#### PROBLEM STATEMENT:
Select every line in the material below that contains the string "wall", and copy each of those lines in full. Case counts.

#### EXCERPTED DATA:
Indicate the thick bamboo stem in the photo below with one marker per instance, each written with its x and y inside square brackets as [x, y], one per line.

* * *

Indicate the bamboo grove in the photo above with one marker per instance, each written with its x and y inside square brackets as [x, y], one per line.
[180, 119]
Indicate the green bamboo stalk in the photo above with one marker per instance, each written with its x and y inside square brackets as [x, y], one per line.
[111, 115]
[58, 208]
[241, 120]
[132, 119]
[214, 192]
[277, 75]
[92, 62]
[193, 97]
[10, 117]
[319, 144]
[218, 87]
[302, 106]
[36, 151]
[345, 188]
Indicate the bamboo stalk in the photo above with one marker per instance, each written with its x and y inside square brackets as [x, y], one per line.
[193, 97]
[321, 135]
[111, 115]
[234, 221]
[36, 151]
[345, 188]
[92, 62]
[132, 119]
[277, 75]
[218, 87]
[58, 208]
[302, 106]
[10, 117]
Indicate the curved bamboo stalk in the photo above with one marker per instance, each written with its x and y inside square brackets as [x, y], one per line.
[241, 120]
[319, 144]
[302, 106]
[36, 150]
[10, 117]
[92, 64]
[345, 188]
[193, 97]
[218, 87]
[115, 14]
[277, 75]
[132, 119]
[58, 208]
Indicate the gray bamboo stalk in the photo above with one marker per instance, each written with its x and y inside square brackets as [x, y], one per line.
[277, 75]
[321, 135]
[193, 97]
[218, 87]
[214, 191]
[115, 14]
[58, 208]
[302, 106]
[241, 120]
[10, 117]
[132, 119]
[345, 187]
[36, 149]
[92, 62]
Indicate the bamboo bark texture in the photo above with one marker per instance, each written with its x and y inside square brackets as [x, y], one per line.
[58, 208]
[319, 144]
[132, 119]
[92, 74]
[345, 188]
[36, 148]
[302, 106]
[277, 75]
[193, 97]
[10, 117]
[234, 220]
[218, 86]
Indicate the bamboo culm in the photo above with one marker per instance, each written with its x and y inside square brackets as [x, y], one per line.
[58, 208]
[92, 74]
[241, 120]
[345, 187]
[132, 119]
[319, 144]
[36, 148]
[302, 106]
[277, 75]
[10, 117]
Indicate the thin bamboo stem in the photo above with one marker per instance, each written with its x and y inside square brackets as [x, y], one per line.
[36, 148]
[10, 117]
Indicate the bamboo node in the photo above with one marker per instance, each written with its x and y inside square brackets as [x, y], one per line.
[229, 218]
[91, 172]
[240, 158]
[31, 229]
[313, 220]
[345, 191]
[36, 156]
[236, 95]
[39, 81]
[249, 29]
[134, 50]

...

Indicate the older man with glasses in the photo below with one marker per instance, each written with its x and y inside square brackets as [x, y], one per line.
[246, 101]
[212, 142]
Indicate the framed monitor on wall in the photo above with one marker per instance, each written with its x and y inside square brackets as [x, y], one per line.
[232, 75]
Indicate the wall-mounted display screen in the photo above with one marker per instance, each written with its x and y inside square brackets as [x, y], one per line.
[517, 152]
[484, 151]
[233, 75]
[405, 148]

#### EXERCISE SOLUTION:
Indicate the framed monitor on wall in the photo above with one marker per instance, each written with its x and y inside square brackets as [x, y], one per line.
Indicate the wall-mounted display screen in the photo above with one marker per instance, each written with its x and y inside square brackets as [x, y], one per line.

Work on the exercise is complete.